INPUT MATERIAL:
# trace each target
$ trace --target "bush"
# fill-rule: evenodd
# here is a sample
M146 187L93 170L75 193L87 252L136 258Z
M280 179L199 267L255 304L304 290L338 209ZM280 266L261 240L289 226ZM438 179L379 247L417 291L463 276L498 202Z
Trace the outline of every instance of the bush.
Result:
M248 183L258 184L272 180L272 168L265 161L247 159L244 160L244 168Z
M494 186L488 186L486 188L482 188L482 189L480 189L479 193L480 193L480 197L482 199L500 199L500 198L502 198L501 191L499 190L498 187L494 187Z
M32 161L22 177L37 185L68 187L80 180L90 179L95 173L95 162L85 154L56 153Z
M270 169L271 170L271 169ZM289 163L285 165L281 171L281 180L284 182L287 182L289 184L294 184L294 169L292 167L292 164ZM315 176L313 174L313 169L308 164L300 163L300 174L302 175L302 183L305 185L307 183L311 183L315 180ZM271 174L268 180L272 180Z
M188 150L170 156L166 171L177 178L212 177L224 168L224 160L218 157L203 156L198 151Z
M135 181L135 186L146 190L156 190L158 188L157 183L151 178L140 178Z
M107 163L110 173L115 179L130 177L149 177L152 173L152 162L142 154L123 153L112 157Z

HOW TO COMPLETE THIS TASK: What are the lines, exactly as written above, from the line with "M280 179L199 267L255" to the line with "Trace the outline", both included? Output only those.

ANSWER:
M280 179L199 267L255 304L304 290L338 209ZM280 266L261 240L289 226ZM438 179L379 247L417 291L463 276L498 202Z
Trace the outline of every instance of the bush.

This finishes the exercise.